### INSTRUCTIONS FOR THE TASK
How many lines in the rows below contain the word "distant"? Case counts, so give only the number of lines that match it with the same capitalization.

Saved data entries

● ● ●

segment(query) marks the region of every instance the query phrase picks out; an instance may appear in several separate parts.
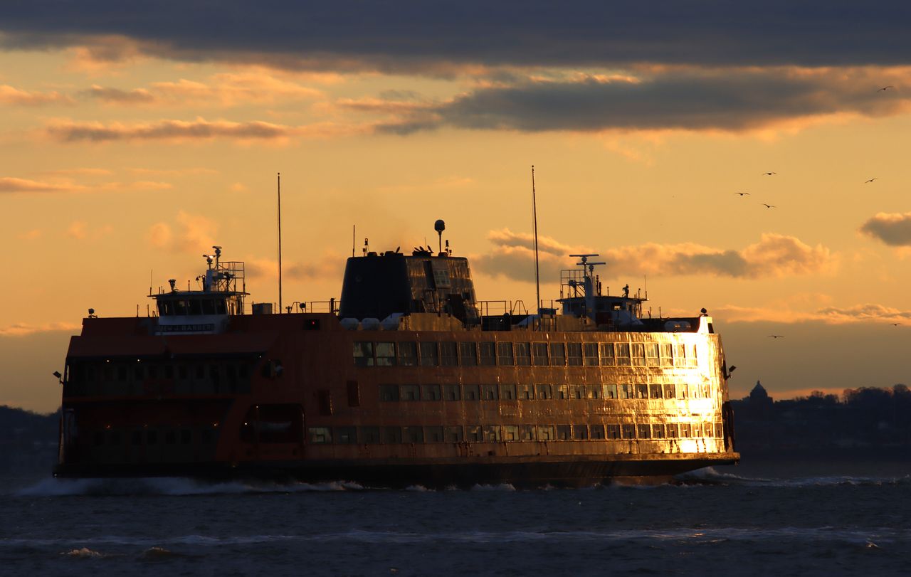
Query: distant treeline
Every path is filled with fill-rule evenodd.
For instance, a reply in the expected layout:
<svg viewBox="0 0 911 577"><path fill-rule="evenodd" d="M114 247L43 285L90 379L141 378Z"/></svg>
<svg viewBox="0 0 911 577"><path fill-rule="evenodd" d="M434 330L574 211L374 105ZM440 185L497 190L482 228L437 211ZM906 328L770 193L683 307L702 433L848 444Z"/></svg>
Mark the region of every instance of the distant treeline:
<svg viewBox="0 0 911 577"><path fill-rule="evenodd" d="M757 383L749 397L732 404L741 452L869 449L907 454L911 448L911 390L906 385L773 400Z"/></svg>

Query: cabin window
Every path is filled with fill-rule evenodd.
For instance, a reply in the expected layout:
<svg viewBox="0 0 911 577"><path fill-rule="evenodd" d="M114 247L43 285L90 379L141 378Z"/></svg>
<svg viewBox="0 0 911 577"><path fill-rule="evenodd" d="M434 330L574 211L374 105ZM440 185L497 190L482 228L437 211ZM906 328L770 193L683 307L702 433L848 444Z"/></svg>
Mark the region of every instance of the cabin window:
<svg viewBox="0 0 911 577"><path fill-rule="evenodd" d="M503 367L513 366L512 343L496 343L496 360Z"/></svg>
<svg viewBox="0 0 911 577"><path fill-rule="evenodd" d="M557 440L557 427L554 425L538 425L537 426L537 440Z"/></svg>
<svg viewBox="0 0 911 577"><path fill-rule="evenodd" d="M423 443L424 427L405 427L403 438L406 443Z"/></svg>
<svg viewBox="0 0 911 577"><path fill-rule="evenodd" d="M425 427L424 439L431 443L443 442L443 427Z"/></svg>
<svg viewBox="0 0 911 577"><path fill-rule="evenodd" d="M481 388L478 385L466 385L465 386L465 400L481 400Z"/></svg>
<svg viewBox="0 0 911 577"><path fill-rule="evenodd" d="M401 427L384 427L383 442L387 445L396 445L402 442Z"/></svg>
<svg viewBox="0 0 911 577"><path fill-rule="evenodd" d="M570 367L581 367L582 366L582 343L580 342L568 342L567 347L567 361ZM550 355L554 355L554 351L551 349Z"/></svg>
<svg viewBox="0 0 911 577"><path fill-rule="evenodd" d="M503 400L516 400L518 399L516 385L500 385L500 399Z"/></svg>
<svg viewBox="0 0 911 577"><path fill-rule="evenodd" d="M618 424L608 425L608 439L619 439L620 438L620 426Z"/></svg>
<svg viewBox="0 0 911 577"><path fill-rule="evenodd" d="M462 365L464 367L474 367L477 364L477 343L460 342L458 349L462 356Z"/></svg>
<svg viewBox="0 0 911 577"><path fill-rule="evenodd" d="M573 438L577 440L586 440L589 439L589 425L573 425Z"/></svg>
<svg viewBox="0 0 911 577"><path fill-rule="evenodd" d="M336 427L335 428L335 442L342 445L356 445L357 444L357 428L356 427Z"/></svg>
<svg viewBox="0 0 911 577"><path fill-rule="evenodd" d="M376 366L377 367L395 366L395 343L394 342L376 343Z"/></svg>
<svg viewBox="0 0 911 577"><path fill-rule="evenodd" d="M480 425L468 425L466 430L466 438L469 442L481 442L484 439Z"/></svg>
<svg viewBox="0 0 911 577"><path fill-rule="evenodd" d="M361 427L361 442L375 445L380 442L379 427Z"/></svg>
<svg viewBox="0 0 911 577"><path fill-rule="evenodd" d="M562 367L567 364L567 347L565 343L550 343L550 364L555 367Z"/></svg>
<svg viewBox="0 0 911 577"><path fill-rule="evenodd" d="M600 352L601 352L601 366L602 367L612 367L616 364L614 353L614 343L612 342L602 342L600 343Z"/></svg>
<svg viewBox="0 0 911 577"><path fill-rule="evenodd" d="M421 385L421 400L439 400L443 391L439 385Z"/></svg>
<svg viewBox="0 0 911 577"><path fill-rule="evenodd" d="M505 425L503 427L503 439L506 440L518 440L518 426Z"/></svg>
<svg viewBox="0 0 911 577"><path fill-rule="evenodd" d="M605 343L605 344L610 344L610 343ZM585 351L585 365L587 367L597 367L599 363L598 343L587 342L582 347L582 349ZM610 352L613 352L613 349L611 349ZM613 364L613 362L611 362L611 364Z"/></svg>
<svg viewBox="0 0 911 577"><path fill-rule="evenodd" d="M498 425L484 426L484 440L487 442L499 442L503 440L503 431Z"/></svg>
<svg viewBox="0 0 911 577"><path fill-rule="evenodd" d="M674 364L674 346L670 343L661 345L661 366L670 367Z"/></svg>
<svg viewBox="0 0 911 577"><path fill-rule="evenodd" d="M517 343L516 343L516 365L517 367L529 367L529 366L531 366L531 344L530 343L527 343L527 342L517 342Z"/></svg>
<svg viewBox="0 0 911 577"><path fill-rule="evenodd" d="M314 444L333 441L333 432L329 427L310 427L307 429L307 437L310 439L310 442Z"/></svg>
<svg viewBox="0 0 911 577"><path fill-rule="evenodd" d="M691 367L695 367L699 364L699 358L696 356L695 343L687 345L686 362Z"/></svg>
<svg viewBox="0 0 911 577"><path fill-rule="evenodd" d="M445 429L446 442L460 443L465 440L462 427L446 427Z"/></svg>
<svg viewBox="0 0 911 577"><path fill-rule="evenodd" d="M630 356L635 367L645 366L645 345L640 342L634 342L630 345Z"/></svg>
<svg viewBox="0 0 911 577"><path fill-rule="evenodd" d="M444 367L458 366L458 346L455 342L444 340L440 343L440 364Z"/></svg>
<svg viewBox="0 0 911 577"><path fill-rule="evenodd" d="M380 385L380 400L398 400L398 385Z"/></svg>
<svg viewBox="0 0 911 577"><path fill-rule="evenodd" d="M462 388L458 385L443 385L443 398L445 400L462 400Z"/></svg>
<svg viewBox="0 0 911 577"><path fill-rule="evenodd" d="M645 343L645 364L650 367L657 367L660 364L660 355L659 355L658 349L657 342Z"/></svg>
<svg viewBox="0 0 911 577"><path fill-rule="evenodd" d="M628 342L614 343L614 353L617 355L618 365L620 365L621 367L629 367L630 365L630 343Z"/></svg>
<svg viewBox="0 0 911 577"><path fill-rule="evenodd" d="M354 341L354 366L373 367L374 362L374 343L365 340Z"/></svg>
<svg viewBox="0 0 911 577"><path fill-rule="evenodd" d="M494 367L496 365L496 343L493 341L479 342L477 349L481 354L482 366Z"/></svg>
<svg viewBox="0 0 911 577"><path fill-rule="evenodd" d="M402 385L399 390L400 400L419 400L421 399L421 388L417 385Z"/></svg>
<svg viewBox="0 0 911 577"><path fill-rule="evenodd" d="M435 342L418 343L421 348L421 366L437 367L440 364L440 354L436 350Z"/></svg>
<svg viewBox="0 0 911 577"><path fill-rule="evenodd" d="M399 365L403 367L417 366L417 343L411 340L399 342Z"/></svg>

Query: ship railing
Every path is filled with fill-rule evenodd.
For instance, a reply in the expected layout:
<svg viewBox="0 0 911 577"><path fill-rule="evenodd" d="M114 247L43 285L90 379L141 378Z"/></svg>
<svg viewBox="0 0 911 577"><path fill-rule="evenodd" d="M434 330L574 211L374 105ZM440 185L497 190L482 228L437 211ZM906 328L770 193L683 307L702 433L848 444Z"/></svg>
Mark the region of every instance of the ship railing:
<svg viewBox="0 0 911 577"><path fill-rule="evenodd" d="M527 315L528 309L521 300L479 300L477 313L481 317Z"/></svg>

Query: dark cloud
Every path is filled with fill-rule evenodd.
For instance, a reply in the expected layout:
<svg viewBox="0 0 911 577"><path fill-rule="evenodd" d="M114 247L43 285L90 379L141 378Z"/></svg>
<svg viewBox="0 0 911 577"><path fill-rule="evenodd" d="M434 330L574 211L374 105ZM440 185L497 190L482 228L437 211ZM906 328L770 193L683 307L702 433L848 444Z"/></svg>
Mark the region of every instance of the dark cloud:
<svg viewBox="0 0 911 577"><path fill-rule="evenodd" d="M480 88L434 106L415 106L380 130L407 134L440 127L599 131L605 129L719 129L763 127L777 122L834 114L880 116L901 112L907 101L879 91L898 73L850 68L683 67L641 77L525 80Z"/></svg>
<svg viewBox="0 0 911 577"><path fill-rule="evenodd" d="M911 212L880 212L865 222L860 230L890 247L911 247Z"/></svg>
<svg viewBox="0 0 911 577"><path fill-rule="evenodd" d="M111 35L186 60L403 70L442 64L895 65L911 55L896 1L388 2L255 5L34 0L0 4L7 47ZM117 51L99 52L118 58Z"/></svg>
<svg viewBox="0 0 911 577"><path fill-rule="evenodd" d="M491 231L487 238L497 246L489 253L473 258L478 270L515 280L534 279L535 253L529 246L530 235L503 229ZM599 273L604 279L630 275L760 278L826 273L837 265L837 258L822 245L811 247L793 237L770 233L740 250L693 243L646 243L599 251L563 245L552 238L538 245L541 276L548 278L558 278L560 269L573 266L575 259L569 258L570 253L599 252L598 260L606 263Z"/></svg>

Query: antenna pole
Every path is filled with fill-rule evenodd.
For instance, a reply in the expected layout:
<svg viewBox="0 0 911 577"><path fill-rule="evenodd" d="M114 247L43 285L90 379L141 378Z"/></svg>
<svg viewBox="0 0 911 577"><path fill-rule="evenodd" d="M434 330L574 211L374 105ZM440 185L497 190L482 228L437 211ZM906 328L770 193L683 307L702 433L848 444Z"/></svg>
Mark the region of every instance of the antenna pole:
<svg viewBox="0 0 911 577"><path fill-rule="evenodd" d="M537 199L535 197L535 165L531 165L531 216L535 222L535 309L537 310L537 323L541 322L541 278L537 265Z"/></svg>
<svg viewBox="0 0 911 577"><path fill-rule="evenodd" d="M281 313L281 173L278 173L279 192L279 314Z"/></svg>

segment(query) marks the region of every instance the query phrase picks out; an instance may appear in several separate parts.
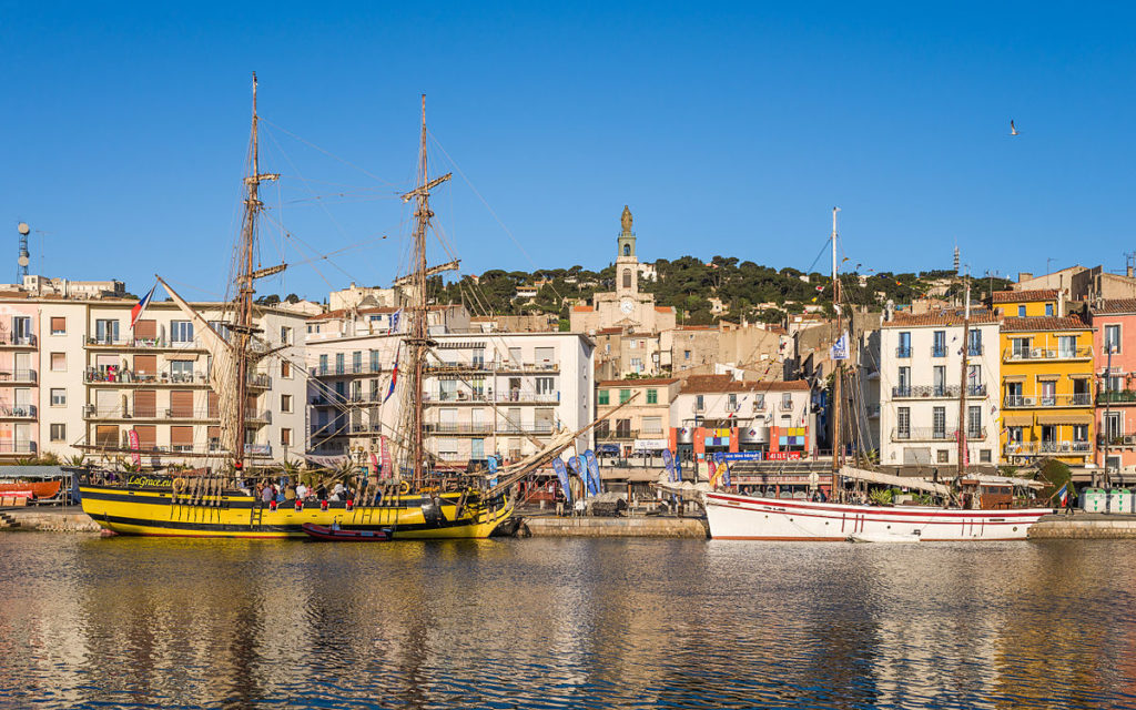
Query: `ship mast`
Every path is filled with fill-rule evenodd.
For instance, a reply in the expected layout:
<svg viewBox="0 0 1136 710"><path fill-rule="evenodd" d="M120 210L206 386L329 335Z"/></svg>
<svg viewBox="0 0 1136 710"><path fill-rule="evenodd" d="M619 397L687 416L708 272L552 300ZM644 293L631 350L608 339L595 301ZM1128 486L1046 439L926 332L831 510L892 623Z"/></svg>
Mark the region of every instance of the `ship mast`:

● ● ●

### FULL SOLUTION
2